• _STATED GOAL_: Reproduce all of the data exactly.

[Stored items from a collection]
--*--

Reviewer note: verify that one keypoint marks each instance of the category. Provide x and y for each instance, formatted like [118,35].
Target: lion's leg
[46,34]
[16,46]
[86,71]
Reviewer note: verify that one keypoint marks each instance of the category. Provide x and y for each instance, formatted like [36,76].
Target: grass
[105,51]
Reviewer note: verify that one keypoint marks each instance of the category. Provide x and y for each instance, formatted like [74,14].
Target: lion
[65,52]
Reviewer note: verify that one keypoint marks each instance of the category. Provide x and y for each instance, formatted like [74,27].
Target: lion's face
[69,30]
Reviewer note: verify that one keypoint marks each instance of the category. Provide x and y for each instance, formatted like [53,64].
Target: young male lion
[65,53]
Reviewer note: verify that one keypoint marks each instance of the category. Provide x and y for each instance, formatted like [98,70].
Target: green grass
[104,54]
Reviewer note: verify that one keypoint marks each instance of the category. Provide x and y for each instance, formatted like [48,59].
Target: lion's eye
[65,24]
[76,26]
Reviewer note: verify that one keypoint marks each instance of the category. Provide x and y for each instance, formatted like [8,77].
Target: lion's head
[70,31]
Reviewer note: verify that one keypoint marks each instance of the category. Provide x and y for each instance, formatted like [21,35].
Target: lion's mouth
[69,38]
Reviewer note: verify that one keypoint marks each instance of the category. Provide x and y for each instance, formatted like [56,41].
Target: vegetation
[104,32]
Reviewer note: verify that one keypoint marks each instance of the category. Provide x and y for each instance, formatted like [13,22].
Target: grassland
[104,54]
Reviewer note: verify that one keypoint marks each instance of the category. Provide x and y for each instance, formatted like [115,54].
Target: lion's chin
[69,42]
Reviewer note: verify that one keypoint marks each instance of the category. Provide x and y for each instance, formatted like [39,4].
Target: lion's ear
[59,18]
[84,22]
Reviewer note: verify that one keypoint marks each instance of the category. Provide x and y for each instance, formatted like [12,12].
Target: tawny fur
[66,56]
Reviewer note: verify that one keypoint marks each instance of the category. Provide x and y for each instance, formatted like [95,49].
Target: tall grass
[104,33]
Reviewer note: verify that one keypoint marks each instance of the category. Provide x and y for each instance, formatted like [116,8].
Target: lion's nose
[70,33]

--*--

• _IN RESPONSE_:
Reviewer note: verify that one keypoint marks each instance of the category. Provide x and y for each instance, formatted like [118,35].
Target: lion's leg
[46,34]
[16,46]
[86,71]
Reviewer note: verify that one keypoint marks each instance of the category. Provide x and y for each instance, formatted like [36,76].
Target: grass
[105,51]
Reviewer note: verify that one keypoint marks each instance of the category. Provide x and y for each instance, formatted like [74,14].
Target: lion
[65,52]
Reviewer note: verify that one keypoint marks each instance of the category. Provide x and y for each instance, formatted like [74,27].
Target: lion's face
[69,30]
Reviewer note: verify that one keypoint marks each instance of the category. Provide x and y for each instance, formatted like [53,64].
Target: young male lion
[65,53]
Reviewer note: verify that one keypoint marks each instance of the category. Provide x and y for each instance, formatted like [98,70].
Target: green grass
[104,54]
Reviewer note: verify that one keypoint marks each instance of the category. Provide x and y for each instance, formatted like [48,59].
Target: lion's eye
[65,24]
[76,26]
Reviewer note: verify that one keypoint marks each instance of the category. Provide x and y for each instance, formatted like [8,77].
Target: lion's head
[70,31]
Reviewer note: verify that one keypoint marks each instance of the category. Provide x and y for each instance, formatted like [21,35].
Target: lion's mouth
[69,38]
Reviewer note: verify that one keypoint marks each instance of the category. Provide x and y for each instance, formatted like [56,41].
Target: vegetation
[104,32]
Reviewer note: verify that one keypoint marks each instance of the category. Provide x and y for each instance, formatted like [13,22].
Target: grassland
[104,54]
Reviewer note: verify that one keypoint marks each instance of the category. Provide x and y for each instance, formatted like [115,54].
Target: lion's chin
[69,42]
Reviewer note: verify that one keypoint marks each instance of the category. Provide x and y for each instance, formatted like [39,4].
Target: lion's ear
[59,18]
[84,22]
Reviewer note: verify that one keypoint marks each instance of the category. Provide x and y for each instance, formatted like [12,12].
Target: tawny fur
[66,56]
Reviewer note: verify that one keypoint marks each instance of the category. Provide x and y for each instance, formatted like [95,49].
Target: tall grass
[104,33]
Reviewer note: verify that one keypoint marks each instance of the category. Provide x and y for each instance, formatted like [116,8].
Target: lion's nose
[70,33]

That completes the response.